The exercise
Transcribe, word for word, the stretch of the records from their start through the line containing "For instance, an", with that line included.

++++++++

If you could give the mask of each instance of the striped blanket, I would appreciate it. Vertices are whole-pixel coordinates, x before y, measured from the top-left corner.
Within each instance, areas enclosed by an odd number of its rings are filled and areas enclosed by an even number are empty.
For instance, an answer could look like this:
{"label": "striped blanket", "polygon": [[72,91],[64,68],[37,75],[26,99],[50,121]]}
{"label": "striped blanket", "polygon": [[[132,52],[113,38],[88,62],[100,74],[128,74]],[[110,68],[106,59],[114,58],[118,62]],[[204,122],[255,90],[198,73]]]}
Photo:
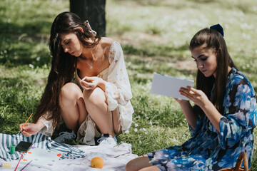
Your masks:
{"label": "striped blanket", "polygon": [[16,152],[14,155],[10,154],[10,146],[11,145],[17,145],[20,141],[32,142],[32,146],[38,148],[61,152],[63,155],[61,159],[84,158],[85,157],[84,151],[70,145],[55,142],[51,139],[51,137],[41,133],[33,135],[31,137],[25,137],[21,133],[15,135],[0,133],[0,158],[6,162],[19,159],[22,152]]}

++++++++

Finished exercise
If you could give the mask of each instance of the striped blanket, I would appreciate it. Vertices are whole-pixel coordinates, x before y, measured from the top-left corner.
Within each instance, areas enclosed by an odd number of its rings are filled and areas enclosed by an even number are empty.
For instance, an answer could look like this:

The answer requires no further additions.